Or – “How Do You Quantify The Sum Of Something’s Parts?”

There is an occasional misconception that we at Major Spoilers favor one of the “Big Two” companies over the other.  My own pull list as of this afternoon consisted of twelve different publishers, with a majority of my books coming from uber-giant Marvel Comics, while Stephen is intent on sampling as many different genres and publishers as he can find, and the bulk of Rodrigo’s reading history favors Marvel stalwart, the X-Men.  Where I think this assumption comes from is a lower percentage of Wolverine, Deadpool and other “big books” in our reviews here at Stately Spoilers Manor (although Steve’s love of Batman and my Legion of Super-Heroes fanboy status probably don’t hurt as well.)

▶ _EXERCISE DIRECTIONS_: Extend the Major Spoilers column about the Big Two comic publishers, starting right after its final sentence.

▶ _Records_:
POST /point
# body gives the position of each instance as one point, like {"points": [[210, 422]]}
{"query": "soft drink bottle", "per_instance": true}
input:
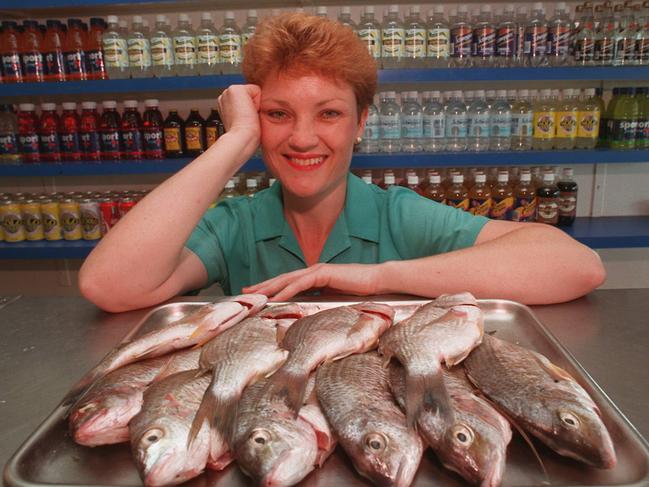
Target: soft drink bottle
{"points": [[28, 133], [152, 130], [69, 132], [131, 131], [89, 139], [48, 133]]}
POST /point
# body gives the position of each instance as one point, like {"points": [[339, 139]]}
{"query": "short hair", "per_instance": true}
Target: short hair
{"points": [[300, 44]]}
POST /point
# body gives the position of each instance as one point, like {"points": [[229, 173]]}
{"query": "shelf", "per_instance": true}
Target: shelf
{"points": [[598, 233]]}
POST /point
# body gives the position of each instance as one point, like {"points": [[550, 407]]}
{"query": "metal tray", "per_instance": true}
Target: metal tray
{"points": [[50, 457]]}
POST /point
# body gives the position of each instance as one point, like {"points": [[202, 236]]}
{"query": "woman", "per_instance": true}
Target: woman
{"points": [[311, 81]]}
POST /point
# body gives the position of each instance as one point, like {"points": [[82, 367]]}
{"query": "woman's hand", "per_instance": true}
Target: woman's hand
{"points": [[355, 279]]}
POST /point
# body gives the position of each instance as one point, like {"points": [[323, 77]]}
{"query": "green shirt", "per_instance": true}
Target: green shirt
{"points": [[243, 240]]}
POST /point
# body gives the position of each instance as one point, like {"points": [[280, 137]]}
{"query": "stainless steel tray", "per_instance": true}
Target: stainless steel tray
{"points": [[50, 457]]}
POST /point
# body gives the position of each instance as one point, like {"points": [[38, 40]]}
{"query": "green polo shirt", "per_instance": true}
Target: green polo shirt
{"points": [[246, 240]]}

...

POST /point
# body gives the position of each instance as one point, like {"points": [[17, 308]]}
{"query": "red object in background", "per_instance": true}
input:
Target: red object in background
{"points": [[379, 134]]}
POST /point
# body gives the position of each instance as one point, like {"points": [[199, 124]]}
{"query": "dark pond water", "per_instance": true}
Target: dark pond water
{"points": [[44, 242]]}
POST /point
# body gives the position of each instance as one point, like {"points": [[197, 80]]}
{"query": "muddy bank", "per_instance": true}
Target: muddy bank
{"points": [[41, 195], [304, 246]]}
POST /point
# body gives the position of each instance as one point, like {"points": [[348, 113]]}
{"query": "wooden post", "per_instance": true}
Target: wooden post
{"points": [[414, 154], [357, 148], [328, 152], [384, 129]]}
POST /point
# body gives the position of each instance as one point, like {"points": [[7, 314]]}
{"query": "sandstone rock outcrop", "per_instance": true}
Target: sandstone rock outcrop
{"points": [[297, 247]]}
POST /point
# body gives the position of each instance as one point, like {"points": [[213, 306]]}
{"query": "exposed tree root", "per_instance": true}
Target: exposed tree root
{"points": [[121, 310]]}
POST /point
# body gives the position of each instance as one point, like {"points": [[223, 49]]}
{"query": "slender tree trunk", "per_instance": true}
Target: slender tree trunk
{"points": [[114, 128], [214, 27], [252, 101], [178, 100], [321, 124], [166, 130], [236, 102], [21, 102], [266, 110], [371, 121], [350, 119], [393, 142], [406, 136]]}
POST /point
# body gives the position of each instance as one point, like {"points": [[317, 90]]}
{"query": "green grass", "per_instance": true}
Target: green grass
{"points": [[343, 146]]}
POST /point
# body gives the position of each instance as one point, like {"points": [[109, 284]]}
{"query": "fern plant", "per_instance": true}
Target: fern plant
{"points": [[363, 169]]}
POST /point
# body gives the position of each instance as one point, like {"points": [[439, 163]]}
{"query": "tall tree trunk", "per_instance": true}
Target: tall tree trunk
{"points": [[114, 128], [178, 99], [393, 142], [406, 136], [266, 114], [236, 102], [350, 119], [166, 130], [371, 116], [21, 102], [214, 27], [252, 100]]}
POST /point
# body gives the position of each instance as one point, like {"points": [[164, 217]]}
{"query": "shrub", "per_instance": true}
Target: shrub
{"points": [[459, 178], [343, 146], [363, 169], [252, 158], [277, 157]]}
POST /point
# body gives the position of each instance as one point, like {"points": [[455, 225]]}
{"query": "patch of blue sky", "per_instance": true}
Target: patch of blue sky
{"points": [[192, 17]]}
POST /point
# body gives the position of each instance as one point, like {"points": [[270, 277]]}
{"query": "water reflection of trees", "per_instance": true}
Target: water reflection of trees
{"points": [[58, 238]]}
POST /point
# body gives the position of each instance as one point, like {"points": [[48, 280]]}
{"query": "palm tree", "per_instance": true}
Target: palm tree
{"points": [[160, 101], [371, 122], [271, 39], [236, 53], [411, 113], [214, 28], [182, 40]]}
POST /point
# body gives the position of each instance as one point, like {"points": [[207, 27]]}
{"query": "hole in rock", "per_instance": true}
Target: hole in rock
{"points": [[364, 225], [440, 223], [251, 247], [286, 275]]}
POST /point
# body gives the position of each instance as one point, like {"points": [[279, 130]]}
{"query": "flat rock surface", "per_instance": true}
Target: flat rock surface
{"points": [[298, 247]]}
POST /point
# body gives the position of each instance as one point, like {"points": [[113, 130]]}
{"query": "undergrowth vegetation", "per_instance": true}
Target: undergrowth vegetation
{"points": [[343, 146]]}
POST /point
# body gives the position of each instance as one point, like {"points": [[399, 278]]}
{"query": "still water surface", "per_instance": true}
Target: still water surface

==

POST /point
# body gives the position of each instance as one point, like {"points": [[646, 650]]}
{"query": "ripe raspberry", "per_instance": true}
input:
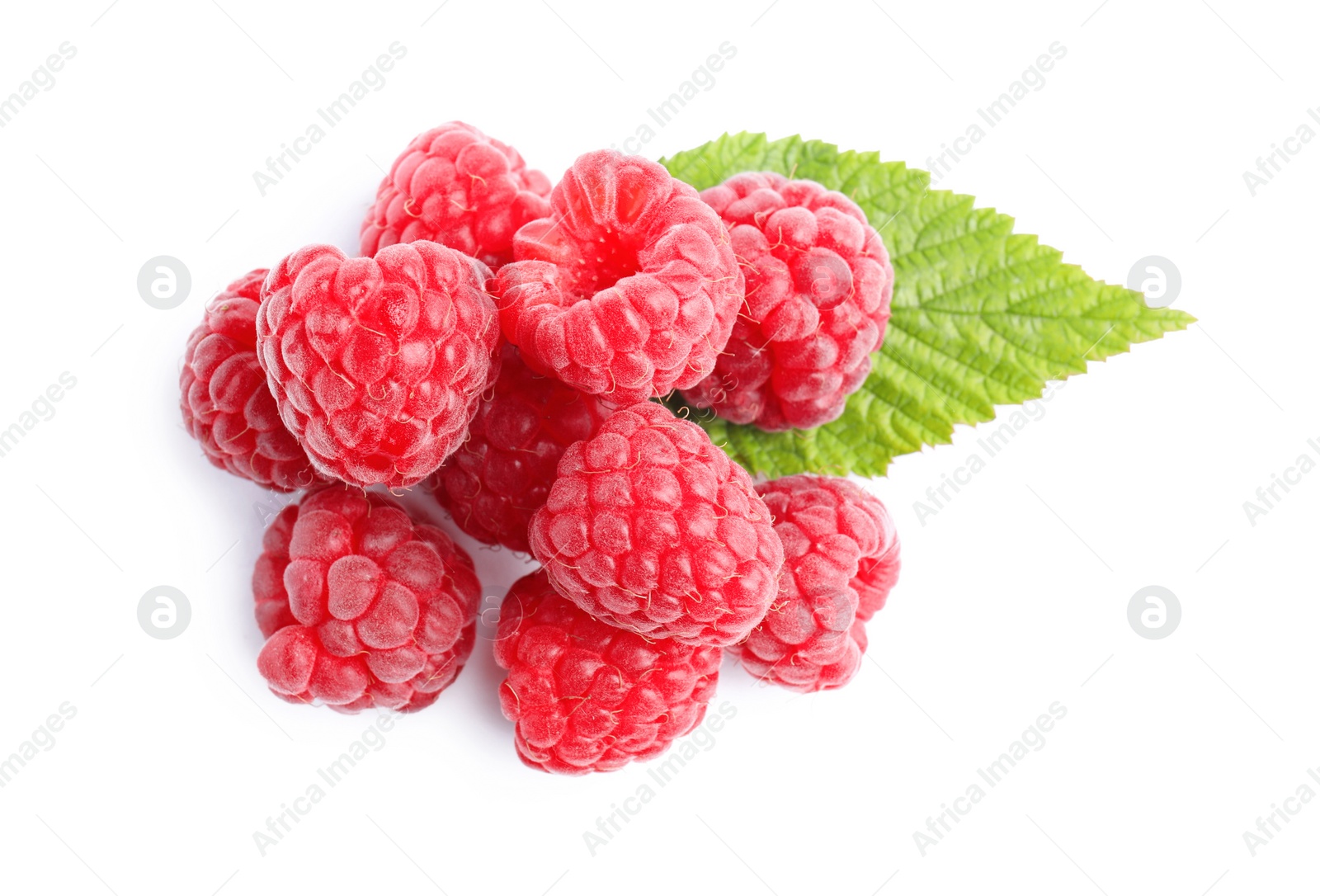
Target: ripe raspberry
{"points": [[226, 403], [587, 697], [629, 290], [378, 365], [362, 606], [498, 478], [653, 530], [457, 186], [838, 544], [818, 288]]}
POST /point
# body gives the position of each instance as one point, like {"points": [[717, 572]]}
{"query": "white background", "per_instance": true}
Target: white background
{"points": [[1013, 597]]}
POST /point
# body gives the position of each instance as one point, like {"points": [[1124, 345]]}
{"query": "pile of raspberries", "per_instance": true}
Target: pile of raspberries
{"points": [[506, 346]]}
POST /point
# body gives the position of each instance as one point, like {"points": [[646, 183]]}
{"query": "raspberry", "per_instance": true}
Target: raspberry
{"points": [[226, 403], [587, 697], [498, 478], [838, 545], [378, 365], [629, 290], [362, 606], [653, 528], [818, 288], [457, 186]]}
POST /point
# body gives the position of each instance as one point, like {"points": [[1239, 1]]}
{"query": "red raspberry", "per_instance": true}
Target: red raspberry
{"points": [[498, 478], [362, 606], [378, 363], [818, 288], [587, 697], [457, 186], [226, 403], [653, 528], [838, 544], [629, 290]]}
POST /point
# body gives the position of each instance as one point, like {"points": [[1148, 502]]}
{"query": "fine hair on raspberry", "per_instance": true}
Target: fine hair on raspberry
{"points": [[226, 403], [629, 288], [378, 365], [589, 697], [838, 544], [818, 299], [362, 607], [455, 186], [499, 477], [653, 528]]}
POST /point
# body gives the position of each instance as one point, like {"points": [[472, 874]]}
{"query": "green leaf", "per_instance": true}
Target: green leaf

▶ _EXERCISE OUTPUT_:
Being the active reviewer with the longest history of reading comics, as well as a self-styled comics historian, I will counter any argument that I hate Marvel with a litany of Marvel awesomeness ranging from Will Everett’s Sub-Mariner work to Lee/Buscema Silver Surfer to Gerber or Kraft issues of Defenders to the superlative first 20-odd issues of the original New Mutants title.  But as with anything, when you ask me about great Marvel books, I’m going back to basics.  If you think that Daredevil started out in 1978 as Frank Miller’s homage to ninjas, then I’ve got a Retro Review for YOU, dear friend.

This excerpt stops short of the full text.